[Opening Input records section]

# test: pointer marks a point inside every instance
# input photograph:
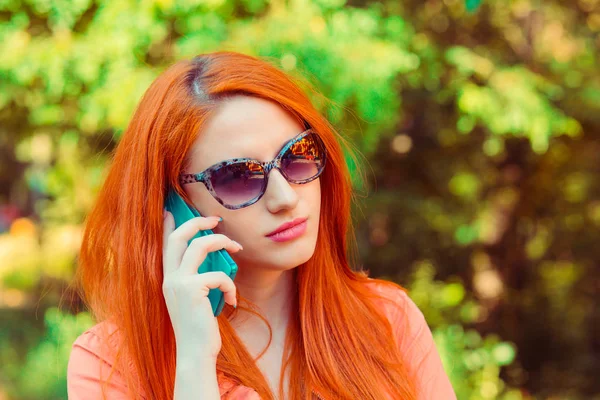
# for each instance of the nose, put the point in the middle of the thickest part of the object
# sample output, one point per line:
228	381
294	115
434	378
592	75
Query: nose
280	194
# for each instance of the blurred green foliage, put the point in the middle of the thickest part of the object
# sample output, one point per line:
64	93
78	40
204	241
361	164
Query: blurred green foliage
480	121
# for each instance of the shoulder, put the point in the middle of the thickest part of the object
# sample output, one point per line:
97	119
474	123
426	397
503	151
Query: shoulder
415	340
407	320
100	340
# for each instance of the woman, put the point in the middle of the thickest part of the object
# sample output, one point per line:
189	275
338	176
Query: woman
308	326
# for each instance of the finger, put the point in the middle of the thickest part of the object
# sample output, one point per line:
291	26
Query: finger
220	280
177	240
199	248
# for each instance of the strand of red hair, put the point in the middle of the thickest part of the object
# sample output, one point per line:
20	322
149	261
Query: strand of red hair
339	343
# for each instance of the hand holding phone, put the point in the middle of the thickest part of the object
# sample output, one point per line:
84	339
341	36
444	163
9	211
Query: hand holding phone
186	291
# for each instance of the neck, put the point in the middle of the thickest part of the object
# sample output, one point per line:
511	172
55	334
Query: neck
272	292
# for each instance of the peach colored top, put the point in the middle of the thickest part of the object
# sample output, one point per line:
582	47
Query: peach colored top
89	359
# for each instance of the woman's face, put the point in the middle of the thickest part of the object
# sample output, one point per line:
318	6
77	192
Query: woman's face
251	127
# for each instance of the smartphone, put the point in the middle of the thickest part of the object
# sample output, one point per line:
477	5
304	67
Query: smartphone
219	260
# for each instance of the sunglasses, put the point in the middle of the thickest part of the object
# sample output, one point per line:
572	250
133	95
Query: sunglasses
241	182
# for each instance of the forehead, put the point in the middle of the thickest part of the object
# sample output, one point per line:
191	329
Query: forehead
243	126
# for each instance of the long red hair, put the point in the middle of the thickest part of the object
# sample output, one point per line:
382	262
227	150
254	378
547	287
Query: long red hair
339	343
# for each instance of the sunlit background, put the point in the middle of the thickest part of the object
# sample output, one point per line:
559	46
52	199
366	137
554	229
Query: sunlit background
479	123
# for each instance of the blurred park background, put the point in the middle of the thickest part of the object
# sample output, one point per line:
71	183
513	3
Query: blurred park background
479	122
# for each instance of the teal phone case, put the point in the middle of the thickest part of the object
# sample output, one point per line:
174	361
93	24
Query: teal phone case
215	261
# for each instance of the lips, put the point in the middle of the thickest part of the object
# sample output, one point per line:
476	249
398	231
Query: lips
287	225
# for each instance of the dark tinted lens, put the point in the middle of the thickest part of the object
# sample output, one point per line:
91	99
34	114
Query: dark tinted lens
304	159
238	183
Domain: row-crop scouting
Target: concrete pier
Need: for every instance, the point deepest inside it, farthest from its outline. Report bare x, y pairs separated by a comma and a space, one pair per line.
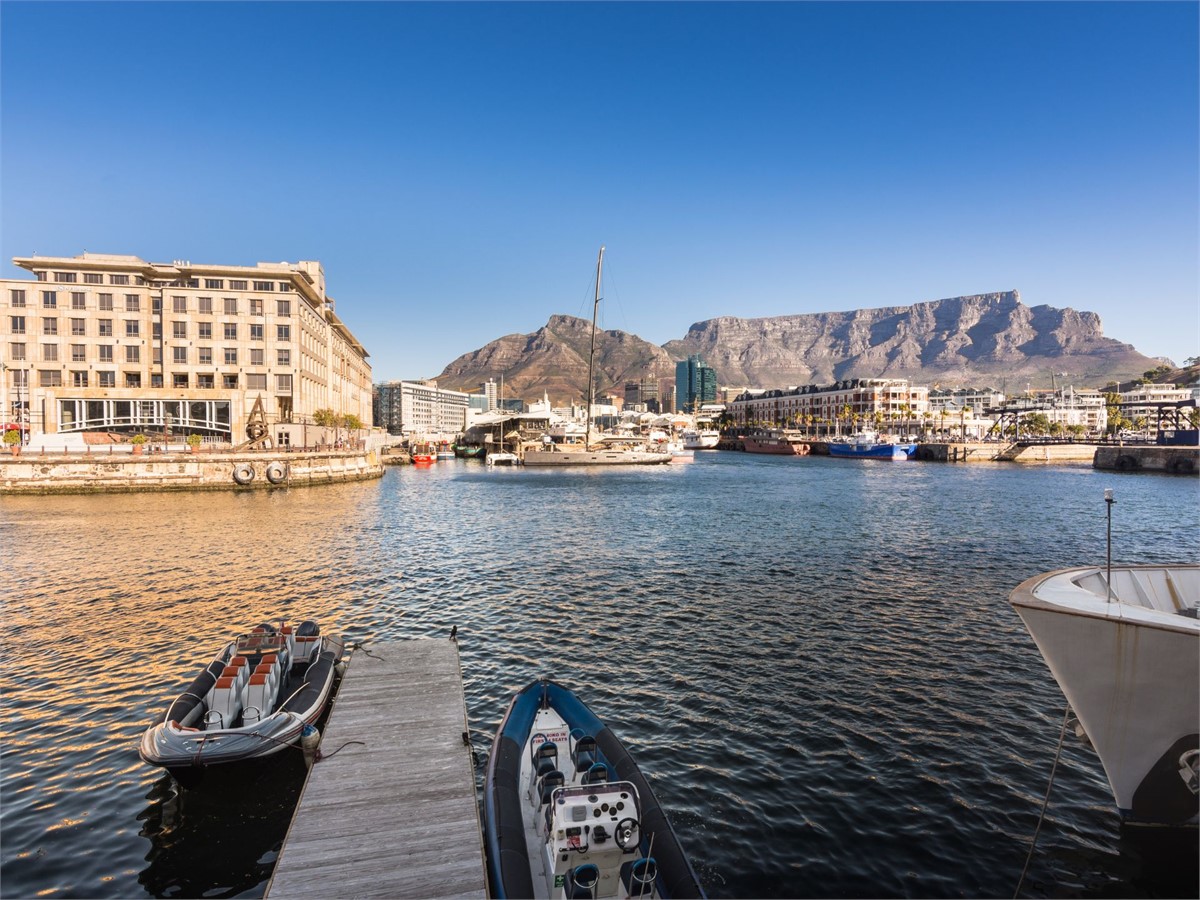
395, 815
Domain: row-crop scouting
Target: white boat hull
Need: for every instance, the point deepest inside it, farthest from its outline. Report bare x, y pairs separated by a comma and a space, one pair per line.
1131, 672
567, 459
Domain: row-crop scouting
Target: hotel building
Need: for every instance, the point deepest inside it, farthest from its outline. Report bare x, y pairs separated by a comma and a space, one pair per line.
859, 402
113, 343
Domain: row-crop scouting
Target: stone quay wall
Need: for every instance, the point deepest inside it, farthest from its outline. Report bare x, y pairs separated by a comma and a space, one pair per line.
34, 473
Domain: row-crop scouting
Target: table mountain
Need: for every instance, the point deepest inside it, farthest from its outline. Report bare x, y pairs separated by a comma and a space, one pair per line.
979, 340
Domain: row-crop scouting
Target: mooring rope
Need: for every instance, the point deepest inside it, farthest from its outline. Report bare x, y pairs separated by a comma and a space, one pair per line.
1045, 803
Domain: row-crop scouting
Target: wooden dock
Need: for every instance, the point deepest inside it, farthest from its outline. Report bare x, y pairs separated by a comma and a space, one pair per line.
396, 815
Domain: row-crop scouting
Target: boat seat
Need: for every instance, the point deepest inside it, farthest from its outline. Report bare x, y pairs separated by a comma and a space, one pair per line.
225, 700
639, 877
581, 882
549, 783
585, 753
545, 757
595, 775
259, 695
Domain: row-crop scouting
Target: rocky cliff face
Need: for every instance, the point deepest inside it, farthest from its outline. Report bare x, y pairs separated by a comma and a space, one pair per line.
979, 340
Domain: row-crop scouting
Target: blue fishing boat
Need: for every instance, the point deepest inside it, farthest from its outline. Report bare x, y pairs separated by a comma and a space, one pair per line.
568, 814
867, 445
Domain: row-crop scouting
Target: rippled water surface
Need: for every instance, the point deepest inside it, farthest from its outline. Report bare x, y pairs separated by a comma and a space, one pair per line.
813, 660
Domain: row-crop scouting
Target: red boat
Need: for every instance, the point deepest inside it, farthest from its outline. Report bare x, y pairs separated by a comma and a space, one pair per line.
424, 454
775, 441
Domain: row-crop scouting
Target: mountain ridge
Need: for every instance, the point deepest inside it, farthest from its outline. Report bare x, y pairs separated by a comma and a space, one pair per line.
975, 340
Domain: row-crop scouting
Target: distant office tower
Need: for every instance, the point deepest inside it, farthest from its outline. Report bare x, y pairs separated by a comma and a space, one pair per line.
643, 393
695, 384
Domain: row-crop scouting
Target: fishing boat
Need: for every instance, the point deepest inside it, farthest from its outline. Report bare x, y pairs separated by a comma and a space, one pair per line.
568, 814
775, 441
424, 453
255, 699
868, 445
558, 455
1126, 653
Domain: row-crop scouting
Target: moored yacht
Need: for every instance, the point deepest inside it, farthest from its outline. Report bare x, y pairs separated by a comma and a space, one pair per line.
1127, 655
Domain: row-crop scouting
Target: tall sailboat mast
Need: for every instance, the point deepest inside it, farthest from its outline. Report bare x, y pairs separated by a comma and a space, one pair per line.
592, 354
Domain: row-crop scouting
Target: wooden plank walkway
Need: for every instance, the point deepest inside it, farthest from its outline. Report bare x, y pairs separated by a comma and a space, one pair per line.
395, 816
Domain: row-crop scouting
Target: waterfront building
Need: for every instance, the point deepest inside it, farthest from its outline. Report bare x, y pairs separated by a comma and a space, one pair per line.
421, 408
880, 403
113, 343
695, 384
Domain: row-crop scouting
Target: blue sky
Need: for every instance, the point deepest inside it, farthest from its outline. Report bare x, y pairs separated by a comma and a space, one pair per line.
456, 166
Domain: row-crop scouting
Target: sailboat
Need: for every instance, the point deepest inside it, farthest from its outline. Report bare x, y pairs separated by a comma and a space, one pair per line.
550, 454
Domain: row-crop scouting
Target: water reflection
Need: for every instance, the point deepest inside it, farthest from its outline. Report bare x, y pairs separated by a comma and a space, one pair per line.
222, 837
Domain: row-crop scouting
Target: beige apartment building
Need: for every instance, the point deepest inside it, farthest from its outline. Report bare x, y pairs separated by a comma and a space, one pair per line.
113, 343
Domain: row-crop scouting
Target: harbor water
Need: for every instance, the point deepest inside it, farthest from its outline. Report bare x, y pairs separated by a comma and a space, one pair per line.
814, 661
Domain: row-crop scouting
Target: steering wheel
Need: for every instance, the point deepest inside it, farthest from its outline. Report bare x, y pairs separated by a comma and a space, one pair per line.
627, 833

[Closing Input records section]
[Opening Input records section]

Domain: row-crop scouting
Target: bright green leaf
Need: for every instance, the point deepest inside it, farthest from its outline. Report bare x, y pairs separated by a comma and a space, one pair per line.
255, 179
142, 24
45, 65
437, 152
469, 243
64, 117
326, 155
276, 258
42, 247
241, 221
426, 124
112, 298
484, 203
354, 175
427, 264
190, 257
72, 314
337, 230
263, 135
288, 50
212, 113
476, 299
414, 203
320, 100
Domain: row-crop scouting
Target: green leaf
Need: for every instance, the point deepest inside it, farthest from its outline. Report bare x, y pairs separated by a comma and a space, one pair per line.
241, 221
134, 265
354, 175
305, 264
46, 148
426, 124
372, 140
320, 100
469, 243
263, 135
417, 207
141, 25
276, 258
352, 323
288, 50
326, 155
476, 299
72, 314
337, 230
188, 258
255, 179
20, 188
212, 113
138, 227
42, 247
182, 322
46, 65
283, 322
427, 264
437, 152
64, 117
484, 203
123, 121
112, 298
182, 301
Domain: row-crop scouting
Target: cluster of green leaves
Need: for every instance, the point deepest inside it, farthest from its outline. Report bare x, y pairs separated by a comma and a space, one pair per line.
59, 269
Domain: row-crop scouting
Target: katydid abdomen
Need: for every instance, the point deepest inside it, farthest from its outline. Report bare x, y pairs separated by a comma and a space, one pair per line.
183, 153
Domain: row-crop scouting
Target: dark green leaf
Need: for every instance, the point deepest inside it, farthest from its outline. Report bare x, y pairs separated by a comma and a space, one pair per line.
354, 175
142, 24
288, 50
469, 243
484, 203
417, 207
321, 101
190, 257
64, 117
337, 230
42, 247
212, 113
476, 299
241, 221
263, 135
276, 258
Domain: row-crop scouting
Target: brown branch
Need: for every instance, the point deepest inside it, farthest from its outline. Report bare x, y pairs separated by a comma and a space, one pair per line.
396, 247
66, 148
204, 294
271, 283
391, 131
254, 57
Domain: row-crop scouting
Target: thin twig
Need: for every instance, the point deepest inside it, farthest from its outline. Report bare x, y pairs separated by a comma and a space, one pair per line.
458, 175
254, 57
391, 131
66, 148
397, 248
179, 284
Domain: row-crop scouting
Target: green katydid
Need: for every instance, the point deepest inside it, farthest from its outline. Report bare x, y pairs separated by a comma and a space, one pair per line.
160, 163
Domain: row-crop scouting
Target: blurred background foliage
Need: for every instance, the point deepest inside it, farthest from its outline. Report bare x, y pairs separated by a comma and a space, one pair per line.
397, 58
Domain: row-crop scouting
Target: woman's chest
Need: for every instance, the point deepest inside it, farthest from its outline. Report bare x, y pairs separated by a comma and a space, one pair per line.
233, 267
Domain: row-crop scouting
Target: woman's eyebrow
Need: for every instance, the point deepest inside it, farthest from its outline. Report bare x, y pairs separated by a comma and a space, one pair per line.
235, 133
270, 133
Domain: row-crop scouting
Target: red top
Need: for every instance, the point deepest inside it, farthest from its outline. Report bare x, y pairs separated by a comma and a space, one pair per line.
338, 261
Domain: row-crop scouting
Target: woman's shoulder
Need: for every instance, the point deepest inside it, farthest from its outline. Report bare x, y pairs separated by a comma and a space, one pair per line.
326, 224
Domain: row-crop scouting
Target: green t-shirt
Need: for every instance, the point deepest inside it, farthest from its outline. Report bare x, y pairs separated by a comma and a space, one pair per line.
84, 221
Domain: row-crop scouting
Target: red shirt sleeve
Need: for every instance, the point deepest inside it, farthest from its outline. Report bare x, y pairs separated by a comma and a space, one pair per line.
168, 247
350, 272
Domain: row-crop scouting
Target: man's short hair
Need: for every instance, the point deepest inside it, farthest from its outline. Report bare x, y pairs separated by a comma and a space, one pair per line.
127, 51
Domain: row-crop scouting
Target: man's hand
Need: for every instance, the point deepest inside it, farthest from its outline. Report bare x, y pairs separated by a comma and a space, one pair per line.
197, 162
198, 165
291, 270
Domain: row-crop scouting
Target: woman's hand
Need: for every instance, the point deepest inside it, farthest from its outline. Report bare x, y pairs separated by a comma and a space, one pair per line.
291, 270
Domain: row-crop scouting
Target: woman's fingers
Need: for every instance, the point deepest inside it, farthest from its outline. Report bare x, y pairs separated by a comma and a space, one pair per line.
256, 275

[Closing Input records section]
[Opening Input records section]

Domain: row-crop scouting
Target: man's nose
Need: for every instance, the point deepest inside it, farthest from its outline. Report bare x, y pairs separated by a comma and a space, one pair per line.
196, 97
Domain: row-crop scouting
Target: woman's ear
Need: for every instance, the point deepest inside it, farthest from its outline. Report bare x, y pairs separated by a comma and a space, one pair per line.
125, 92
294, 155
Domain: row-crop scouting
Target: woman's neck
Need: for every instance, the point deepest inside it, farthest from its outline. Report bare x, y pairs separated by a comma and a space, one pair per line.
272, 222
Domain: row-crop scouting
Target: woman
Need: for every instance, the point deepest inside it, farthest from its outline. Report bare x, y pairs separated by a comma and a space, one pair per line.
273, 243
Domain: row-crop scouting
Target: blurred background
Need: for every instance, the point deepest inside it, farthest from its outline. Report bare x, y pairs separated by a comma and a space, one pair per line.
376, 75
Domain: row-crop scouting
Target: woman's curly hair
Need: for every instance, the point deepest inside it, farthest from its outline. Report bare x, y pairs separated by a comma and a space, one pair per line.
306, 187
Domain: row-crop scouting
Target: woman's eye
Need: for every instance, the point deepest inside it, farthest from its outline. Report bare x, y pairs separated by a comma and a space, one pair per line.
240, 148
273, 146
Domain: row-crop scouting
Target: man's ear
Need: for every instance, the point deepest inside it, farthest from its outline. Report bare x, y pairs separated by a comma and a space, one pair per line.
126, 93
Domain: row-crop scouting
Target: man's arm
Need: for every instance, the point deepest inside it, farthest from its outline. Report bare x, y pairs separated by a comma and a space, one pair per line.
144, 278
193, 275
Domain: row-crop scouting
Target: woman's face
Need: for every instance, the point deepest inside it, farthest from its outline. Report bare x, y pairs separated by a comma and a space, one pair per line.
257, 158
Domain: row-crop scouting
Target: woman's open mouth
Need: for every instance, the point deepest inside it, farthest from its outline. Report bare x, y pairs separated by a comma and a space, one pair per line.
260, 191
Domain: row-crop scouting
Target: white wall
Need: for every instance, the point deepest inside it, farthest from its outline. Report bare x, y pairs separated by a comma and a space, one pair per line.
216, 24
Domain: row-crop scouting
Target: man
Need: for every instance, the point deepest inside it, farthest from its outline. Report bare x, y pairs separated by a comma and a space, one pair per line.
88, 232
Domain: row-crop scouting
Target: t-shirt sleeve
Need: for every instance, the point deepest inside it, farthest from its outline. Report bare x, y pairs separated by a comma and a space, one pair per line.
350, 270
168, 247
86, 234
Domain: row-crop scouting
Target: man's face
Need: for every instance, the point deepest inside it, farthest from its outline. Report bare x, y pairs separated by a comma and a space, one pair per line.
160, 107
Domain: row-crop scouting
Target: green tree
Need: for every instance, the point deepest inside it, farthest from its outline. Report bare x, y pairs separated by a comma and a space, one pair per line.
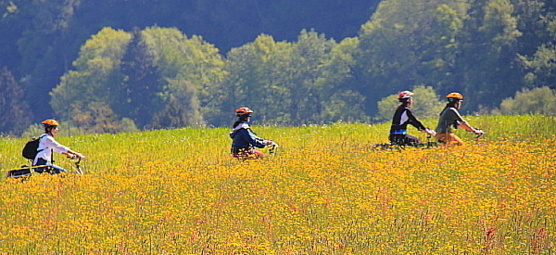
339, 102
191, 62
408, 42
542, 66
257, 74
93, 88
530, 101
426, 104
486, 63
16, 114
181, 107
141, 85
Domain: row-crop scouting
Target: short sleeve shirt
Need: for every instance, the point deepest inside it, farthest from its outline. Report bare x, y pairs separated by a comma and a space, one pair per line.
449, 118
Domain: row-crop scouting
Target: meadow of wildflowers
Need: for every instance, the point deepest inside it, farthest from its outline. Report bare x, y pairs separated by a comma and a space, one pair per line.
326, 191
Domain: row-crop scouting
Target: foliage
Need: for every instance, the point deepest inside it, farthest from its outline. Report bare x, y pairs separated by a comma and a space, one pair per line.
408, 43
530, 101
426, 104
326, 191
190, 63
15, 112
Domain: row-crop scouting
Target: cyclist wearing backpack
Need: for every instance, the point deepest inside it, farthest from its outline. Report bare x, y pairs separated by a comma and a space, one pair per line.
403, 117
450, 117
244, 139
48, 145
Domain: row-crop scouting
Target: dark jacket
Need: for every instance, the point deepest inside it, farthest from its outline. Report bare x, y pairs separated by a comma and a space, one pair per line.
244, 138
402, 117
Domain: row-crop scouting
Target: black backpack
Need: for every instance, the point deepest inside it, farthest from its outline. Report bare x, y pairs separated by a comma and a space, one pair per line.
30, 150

[Closing Input records section]

◆ **Task item**: Nothing but a number should be given: how many lines in the records hold the word "katydid".

◆ **Exercise response**: 2